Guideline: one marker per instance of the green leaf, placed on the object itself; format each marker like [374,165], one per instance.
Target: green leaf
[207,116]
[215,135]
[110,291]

=======

Could you give the rows above as a JSON list of strings, one string per line, leaving out any blank lines?

[
  "Guideline: one marker per instance of the green leaf, placed on the object itself; format each marker like [374,165], one per instance.",
  "Target: green leaf",
  "[207,116]",
  "[215,135]",
  "[110,291]"
]